While surprising to uninitiated observers, both events epitomize Vucic's approach to foreign policy. It boils down to welcoming anyone who wants to invest - such as China's Zijin copper plant in Bor or Russia, which owns more than 50% of Serbia's oil and gas interests - as long as they don't interfere in the country's internal affairs.

According to Aleksandar Jokic, an expert on Serbian-Russian relations, Moscow will be happy to support Vucic's claims of a coup, no matter what deal he makes with the West - including allowing him to use his favorite "color revolution" label to delegitimize protests against the Yadar project.

If Russia claims that a color revolution is underway in Serbia, Vucic "can position himself as a brave or almost mythical fighter against the evil, meddling West," Jokic explains. "If protests happen in Russia, Moldova or Georgia, they cannot be because people organically dislike their government's policies; they must be supported and even financed by the West'.

This is ironic given that the protesters against the lithium mine are against a project that the West really wants. (The US and UK ambassadors to Serbia also expressed support for the deal).

"Vucic's message on this matter is confused. When he defends the Rio Tinto mine, he says that it is proof of the great progress that Serbia has made in its rapprochement with the West," continues Jokic. "But when people protest the mine, he claims it's a Western-backed coup."

In Vucic's Serbia, very little reaches the national airwaves unless he approves the message. The weekend demonstration received a 24-second mention on public television's evening news, which usually ignores anti-government protests. If the protesters' demands were actually reflected, the public would understand that their concerns were largely environmental.

"These protests are political, in the sense that the environment is also a political issue. But apart from that, there is no other political motivation," says Jaklina Zivkovic, an activist with Pravo na vodu (Right to Water), a group that campaigns for clean rivers.

"We are worried about the environment and about the future of Serbia because we don't want to become a mining country," she added, pointing to heavy pollution from Chinese-run mining companies and earlier heavy industry from the Yugoslavian era. .

To get around the media blackout they face, protesters resort to blocking highways and thoroughfares. In this way, citizens who cannot see what is happening on the news will be physically forced to stop and learn about the consequences of the mine's operation.

(WRITTEN EXERCISE 1):
From the article on Serbia's lithium mine protests, reproduce the part that opens with the words containing "According to Aleksandar" and closes with "by the West'.".
(WRITTEN EXERCISE 2):
Answer these questions using the article on Serbia's lithium mine protests, one line each:
(a) How much of Serbia's oil and gas interests does Russia own?
(b) How long was the weekend demonstration mentioned on public television's evening news?
(c) With which group is Jaklina Zivkovic an activist?

(DATASET ENTRIES):
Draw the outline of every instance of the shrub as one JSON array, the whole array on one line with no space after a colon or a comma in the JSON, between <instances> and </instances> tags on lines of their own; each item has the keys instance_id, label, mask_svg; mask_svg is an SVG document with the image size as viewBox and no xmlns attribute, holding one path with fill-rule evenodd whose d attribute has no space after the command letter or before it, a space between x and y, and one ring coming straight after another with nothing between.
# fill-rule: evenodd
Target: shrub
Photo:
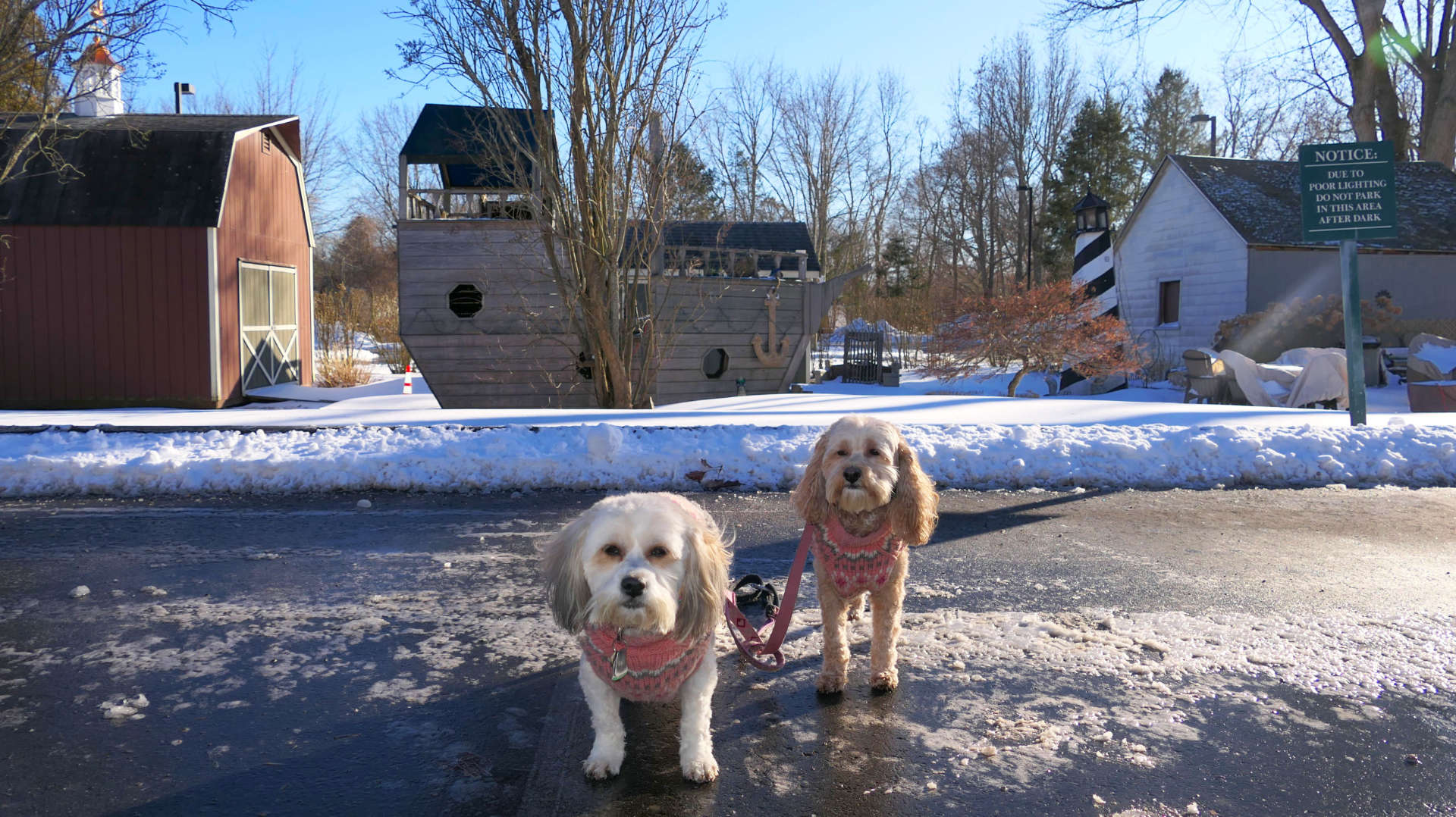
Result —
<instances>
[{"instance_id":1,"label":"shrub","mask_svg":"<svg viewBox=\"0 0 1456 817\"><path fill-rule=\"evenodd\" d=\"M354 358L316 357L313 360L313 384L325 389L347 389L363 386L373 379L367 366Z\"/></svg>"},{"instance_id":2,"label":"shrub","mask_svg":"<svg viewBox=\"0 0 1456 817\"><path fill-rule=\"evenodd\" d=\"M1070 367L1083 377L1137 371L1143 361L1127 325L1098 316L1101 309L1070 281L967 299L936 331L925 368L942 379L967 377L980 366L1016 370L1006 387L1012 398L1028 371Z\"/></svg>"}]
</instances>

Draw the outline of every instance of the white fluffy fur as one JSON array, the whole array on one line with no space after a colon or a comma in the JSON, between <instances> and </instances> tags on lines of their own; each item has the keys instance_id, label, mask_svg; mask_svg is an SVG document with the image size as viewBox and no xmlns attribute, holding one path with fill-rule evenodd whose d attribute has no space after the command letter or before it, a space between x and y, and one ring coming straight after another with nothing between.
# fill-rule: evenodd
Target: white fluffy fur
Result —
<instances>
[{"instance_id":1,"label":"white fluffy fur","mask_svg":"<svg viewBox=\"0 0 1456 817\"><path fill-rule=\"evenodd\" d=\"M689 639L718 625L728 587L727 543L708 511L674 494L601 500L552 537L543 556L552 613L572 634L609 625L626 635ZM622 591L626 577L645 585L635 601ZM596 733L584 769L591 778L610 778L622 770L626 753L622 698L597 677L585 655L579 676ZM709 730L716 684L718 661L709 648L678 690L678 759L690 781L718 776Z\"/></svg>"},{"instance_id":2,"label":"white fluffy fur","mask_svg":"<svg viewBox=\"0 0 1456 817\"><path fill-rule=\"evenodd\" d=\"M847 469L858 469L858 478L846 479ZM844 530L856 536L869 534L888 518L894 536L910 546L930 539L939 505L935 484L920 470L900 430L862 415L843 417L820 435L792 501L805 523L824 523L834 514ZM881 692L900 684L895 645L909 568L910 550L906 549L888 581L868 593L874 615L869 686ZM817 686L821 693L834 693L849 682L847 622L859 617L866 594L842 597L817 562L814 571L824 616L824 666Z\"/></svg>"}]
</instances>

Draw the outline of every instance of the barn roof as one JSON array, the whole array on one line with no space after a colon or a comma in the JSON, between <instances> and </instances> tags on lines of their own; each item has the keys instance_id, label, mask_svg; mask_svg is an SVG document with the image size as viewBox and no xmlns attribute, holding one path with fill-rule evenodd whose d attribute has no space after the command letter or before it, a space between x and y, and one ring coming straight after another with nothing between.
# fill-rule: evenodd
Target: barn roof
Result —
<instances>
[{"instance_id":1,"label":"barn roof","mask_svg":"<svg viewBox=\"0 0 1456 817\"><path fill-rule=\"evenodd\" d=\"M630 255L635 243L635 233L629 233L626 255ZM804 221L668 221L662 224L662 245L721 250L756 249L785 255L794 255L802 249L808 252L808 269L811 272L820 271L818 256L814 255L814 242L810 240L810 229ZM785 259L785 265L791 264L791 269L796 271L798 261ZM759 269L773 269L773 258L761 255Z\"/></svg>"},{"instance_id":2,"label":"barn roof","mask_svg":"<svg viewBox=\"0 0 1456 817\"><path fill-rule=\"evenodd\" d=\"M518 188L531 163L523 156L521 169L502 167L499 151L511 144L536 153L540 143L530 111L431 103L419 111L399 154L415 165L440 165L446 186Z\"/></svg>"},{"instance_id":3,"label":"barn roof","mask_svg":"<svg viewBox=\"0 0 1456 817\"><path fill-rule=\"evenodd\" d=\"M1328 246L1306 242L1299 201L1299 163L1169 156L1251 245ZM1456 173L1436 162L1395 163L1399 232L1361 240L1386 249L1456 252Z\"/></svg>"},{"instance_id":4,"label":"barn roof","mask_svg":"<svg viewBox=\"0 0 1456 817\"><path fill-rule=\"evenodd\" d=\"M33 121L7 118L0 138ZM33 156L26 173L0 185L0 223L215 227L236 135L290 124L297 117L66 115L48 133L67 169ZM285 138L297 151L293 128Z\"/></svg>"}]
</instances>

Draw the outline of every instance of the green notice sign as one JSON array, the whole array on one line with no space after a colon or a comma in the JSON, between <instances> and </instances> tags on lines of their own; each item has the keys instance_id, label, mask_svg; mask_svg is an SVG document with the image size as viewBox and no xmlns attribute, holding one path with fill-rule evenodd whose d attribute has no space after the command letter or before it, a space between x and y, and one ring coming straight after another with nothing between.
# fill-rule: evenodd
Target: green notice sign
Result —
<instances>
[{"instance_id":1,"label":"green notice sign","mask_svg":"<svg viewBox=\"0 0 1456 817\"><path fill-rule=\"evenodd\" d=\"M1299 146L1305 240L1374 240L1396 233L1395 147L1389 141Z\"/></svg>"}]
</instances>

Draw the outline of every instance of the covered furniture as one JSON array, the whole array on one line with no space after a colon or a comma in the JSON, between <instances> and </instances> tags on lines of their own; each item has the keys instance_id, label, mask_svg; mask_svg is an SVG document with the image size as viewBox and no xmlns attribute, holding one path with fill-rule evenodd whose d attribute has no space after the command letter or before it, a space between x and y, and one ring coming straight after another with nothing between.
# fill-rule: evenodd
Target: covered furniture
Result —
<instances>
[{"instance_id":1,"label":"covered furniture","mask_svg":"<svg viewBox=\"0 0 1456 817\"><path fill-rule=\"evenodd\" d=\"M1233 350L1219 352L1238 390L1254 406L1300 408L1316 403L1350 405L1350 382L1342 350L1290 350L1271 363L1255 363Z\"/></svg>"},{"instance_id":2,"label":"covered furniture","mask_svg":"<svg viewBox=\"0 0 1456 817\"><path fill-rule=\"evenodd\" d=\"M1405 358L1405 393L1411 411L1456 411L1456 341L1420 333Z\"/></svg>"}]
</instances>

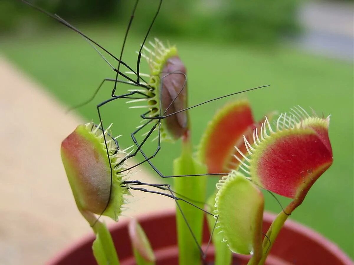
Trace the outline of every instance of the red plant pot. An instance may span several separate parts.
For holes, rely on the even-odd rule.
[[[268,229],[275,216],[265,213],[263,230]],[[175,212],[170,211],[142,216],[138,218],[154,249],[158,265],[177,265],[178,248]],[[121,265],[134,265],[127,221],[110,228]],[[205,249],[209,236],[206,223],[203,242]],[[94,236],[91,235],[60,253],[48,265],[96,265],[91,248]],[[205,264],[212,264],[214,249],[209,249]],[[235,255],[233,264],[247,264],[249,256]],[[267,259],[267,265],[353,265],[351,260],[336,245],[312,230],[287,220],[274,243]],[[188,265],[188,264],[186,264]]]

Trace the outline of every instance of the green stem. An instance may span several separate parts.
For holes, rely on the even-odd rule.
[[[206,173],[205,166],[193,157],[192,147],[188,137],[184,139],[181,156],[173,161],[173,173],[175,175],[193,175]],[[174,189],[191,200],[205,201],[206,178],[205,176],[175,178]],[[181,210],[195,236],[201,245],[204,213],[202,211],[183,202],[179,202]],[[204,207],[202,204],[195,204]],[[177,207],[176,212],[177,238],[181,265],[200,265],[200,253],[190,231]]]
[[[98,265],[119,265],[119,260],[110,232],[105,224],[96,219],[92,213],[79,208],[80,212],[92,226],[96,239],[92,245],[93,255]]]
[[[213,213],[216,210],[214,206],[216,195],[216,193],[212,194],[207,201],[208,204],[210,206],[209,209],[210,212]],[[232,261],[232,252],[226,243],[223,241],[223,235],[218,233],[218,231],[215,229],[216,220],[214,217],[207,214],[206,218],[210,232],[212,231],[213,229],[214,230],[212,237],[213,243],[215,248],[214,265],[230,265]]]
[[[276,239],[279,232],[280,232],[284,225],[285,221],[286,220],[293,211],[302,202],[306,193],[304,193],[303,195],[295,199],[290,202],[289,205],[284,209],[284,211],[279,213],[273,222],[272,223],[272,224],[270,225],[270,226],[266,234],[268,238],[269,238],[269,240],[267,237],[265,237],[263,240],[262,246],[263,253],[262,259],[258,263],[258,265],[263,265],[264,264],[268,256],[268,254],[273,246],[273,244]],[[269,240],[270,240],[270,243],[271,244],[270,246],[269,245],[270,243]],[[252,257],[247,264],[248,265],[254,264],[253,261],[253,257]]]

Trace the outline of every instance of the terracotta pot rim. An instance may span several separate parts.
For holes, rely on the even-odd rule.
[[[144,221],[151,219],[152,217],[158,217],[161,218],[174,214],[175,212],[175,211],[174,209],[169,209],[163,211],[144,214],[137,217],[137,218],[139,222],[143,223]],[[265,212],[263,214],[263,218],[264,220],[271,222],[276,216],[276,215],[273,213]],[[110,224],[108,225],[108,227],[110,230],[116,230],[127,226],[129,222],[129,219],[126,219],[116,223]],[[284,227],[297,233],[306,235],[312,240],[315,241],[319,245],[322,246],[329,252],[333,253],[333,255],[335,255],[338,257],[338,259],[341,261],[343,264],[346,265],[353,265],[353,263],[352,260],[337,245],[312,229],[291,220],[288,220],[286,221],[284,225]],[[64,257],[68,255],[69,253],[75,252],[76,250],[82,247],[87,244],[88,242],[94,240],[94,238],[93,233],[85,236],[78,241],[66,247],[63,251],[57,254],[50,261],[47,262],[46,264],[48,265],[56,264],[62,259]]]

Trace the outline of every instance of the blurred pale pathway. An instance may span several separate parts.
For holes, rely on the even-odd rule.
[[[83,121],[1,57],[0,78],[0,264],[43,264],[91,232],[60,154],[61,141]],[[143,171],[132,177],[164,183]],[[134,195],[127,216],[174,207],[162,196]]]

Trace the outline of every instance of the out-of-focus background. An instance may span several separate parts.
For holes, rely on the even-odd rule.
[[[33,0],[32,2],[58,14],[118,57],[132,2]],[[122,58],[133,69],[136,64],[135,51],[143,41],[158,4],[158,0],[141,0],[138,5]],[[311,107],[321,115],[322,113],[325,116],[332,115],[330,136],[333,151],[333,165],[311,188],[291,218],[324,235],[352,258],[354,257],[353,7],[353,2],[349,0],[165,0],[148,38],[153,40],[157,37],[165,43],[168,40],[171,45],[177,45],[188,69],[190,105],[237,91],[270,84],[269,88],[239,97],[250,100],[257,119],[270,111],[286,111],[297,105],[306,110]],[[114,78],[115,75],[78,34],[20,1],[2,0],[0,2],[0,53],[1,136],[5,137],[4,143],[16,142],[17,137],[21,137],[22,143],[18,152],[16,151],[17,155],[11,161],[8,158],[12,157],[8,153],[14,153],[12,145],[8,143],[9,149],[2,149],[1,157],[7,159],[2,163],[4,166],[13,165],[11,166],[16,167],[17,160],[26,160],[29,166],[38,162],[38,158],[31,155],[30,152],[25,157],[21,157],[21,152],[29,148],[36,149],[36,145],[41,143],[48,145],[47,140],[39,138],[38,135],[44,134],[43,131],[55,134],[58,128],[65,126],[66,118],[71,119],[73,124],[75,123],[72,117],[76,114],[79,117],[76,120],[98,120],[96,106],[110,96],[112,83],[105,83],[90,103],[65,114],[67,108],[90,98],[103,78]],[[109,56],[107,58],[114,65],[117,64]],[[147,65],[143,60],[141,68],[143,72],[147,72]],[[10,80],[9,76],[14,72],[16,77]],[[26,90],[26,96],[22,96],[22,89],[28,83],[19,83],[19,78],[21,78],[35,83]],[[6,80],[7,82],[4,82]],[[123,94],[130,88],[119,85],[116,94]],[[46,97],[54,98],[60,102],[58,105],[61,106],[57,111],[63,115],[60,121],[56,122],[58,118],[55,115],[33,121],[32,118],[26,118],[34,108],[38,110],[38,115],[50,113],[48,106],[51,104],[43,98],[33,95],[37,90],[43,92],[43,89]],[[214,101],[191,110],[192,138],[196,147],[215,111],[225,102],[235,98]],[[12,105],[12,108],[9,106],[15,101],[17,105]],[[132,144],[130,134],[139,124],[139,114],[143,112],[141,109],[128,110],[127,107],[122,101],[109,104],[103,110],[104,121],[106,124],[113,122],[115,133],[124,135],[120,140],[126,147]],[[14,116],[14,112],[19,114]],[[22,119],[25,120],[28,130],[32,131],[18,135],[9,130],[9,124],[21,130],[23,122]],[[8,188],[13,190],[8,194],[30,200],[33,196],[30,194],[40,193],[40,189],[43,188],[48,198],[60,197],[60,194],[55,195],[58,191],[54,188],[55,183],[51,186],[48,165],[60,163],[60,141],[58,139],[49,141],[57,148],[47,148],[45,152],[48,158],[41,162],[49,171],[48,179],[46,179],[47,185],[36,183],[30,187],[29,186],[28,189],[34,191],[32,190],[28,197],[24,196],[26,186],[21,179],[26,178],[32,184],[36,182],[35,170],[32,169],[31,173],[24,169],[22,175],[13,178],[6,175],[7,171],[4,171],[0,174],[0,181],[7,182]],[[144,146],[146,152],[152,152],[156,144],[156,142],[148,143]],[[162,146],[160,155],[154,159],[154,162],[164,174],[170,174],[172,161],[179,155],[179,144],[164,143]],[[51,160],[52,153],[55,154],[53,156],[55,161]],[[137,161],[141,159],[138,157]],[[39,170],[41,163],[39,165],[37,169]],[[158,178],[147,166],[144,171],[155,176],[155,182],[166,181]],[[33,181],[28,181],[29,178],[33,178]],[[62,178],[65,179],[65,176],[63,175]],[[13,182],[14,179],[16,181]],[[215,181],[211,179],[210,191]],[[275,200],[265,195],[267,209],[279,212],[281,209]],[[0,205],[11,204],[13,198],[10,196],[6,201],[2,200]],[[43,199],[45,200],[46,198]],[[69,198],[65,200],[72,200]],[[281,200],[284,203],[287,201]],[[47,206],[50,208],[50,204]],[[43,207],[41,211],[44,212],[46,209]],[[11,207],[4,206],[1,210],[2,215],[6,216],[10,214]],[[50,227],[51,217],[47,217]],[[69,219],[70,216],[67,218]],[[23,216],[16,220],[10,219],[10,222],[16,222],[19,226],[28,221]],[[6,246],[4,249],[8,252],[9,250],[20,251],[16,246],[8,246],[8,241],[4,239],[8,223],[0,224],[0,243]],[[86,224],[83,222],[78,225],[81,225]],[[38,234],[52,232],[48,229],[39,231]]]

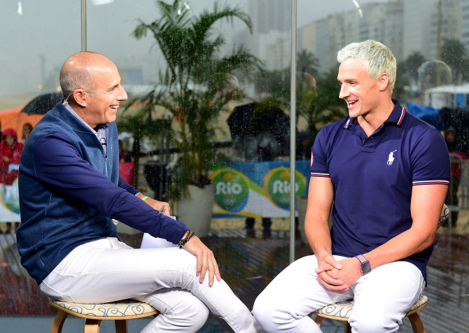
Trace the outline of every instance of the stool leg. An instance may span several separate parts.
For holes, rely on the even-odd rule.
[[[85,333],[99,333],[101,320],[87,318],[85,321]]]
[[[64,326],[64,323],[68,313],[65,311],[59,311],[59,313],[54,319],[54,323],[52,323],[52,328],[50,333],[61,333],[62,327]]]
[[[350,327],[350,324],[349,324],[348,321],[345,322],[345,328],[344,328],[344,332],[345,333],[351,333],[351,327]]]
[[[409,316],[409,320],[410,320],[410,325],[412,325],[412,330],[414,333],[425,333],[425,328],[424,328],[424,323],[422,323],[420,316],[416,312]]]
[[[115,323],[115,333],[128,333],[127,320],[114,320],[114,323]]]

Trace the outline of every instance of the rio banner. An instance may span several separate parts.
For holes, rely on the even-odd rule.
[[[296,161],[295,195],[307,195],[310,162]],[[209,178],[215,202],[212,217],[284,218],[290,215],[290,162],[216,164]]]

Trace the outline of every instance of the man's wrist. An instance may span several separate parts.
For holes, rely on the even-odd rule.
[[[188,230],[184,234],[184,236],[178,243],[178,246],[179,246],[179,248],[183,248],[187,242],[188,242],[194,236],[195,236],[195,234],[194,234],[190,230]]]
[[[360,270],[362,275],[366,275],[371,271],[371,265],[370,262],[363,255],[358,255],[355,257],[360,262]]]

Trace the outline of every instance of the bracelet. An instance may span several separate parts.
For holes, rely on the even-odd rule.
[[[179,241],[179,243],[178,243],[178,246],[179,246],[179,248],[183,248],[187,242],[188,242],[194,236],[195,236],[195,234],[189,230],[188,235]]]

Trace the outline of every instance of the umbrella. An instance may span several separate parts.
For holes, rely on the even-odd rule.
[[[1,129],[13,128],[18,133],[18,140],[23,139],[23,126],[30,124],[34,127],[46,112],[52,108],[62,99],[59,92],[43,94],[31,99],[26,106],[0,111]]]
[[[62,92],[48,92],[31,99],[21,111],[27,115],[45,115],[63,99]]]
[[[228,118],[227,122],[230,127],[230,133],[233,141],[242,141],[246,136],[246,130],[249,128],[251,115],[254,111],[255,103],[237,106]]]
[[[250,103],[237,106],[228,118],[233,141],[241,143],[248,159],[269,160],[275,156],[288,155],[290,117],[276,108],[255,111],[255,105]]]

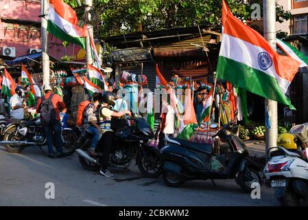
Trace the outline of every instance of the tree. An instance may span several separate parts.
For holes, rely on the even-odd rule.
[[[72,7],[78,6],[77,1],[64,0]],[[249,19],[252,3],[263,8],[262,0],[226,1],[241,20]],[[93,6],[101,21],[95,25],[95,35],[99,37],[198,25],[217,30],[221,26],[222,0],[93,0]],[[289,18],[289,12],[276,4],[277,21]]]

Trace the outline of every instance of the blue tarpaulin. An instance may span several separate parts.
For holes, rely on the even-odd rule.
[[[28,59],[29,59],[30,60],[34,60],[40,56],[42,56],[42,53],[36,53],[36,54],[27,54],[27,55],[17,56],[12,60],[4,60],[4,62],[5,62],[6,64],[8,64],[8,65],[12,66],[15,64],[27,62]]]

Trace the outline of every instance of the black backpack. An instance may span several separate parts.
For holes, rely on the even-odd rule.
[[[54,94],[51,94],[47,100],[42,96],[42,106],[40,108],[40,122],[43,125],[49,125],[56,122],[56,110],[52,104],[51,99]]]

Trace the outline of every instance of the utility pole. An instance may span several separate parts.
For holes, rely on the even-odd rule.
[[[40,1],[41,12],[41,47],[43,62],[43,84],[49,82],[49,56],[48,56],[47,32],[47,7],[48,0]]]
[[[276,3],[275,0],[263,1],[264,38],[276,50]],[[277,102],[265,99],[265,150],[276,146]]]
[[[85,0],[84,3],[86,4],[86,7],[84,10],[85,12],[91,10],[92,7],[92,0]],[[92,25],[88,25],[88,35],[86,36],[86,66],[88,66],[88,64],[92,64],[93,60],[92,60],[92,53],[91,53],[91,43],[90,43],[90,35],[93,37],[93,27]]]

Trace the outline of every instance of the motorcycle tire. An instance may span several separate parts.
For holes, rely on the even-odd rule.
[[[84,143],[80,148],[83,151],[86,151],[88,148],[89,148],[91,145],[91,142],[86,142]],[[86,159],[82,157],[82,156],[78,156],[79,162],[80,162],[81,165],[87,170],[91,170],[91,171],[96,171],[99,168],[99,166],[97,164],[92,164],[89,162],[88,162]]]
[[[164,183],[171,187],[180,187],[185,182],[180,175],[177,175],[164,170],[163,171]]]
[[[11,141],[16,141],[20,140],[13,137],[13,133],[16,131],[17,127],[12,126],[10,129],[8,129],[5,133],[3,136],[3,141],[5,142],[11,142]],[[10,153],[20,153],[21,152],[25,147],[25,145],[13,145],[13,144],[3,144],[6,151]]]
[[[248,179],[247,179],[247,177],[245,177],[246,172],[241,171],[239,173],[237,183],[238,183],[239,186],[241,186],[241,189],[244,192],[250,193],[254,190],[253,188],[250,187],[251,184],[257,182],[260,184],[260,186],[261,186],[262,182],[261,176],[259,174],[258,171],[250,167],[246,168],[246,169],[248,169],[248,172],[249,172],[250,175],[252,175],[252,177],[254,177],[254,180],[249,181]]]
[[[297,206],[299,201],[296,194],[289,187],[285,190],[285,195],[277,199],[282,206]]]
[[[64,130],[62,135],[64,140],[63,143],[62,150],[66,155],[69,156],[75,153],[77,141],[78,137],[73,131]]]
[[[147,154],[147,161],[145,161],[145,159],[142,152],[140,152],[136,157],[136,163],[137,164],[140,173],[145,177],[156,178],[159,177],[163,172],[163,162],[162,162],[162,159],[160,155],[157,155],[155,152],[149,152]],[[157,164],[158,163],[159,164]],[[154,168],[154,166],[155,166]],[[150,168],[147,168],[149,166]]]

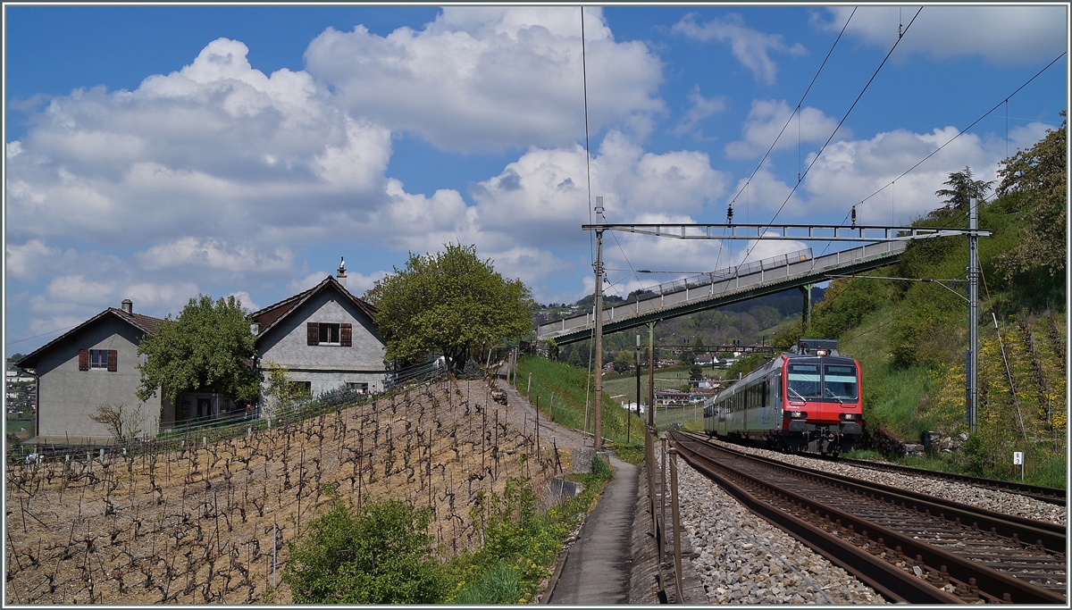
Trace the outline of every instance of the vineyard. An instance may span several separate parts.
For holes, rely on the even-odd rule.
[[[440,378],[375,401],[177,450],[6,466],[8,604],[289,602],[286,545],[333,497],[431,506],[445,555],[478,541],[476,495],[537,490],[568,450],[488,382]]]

(EXERCISE SOLUTION 1):
According to Aleksandar Jokic, an expert on Serbian-Russian relations, Moscow will be happy to support Vucic's claims of a coup, no matter what deal he makes with the West - including allowing him to use his favorite "color revolution" label to delegitimize protests against the Yadar project.

If Russia claims that a color revolution is underway in Serbia, Vucic "can position himself as a brave or almost mythical fighter against the evil, meddling West," Jokic explains. "If protests happen in Russia, Moldova or Georgia, they cannot be because people organically dislike their government's policies; they must be supported and even financed by the West'.

(EXERCISE SOLUTION 2):
(a) More than 50%.
(b) 24 seconds.
(c) Pravo na vodu (Right to Water).